» **Listed entries**:
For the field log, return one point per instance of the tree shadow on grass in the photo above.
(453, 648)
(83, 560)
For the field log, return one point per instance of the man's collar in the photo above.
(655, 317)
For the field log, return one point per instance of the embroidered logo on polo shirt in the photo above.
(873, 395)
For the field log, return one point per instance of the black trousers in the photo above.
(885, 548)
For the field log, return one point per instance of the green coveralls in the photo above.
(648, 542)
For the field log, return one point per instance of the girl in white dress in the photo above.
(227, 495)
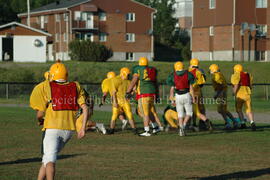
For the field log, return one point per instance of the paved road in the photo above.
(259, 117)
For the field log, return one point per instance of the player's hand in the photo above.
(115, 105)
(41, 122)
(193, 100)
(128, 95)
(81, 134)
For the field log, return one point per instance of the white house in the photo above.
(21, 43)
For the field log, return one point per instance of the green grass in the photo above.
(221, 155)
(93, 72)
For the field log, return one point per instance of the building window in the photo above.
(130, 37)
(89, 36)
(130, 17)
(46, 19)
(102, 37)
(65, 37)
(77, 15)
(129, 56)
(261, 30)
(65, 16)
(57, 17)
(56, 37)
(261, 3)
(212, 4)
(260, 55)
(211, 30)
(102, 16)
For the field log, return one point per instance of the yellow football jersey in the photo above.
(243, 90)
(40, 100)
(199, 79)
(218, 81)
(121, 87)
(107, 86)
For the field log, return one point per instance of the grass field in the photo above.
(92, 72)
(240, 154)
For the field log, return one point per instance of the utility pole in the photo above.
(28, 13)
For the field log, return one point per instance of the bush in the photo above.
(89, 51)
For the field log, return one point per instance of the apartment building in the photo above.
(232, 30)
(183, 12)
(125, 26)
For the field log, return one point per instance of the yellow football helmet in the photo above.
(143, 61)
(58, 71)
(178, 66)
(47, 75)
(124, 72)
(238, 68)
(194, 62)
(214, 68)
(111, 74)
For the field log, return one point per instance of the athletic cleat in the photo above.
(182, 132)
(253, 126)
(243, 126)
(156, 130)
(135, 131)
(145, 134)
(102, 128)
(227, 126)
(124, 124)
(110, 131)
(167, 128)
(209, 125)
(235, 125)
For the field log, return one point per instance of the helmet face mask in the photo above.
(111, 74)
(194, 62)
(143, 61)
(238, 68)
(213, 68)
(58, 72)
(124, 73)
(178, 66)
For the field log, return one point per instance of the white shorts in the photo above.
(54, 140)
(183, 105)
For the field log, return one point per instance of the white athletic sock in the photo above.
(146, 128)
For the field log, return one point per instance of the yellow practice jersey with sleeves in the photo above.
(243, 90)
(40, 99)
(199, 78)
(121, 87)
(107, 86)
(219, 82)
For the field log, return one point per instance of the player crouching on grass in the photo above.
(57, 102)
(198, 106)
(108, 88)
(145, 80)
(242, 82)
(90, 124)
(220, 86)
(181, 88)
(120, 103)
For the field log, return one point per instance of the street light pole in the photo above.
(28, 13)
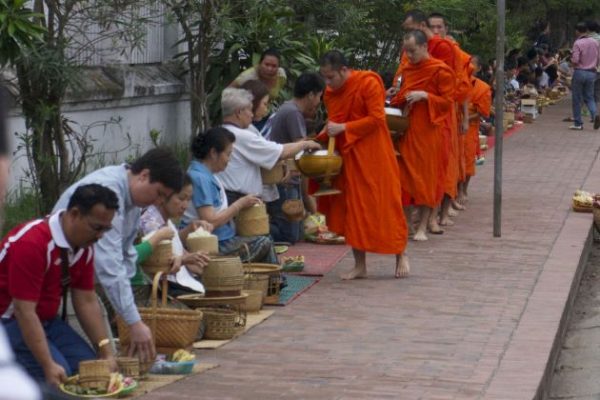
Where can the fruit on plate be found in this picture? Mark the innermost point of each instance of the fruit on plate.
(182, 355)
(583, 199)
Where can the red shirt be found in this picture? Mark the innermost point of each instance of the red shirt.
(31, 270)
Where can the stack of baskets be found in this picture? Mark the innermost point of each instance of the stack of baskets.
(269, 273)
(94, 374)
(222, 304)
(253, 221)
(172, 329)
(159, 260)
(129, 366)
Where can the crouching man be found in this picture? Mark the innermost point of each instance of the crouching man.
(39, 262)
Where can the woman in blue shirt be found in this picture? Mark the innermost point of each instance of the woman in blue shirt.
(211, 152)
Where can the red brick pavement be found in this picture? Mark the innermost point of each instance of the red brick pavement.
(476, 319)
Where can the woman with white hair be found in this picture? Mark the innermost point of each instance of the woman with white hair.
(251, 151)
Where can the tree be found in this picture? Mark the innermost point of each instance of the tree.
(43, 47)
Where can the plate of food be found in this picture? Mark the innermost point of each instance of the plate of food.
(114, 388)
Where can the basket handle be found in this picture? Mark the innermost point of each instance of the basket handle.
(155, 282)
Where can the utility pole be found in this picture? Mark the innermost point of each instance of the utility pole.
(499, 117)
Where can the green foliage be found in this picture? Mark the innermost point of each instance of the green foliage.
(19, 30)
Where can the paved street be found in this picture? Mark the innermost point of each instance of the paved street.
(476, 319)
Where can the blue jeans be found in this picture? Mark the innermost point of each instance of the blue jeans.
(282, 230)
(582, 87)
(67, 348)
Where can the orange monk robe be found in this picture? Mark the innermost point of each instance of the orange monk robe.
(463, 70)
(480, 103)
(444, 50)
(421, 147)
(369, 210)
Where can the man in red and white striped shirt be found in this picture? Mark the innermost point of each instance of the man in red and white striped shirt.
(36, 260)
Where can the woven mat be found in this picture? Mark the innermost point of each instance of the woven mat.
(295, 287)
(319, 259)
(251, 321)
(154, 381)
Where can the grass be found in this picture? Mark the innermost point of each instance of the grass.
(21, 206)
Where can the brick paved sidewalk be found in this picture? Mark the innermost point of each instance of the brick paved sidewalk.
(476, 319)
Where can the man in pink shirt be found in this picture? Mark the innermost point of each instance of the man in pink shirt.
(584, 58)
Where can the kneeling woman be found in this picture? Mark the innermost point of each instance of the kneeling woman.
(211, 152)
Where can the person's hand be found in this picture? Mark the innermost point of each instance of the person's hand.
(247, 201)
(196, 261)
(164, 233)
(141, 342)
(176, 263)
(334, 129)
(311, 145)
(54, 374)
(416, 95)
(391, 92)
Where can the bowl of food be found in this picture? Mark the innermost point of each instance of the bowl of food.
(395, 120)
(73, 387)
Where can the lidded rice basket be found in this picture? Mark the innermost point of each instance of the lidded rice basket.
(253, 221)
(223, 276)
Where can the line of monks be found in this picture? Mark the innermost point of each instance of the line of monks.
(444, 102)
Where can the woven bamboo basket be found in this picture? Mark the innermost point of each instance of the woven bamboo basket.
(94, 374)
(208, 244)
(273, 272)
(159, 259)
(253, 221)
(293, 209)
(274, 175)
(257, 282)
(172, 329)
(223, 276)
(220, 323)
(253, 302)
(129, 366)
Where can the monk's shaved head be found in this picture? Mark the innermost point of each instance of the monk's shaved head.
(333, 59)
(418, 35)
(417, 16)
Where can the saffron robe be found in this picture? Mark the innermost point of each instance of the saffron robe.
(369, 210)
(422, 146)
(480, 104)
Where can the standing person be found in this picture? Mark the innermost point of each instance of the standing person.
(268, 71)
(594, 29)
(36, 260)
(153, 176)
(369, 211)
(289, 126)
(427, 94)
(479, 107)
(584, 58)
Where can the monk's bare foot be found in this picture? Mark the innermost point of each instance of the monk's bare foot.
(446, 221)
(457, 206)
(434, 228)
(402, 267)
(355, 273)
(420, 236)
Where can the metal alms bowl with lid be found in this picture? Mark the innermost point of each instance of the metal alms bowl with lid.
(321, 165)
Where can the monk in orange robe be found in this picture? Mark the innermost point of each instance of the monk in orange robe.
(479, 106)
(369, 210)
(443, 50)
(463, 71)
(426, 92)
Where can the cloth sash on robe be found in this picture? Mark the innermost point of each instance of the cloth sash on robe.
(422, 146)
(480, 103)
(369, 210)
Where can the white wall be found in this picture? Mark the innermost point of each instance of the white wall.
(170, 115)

» **Exercise goal**:
With the line containing "Where can the metal" as the first and the final line of the records as the last, copy that span exactly and nothing more.

» **Your response**:
Where can the metal alms bowl with lid be found in this picture? Mark the innermost point of each instance of the metal alms bowl with lid.
(321, 165)
Where can the monk in orange robe be found in this picture? Mark the innermost point of each instance of the monk in orange robe.
(479, 106)
(369, 210)
(443, 50)
(463, 71)
(426, 92)
Where can the cloth sash on robe be found in this picture? Mark the innermost point of each instance of the cloth sash on robe.
(422, 146)
(480, 103)
(369, 210)
Where can the white wall be found in this picture? Mark the innermost point of each instance of the white wall.
(170, 115)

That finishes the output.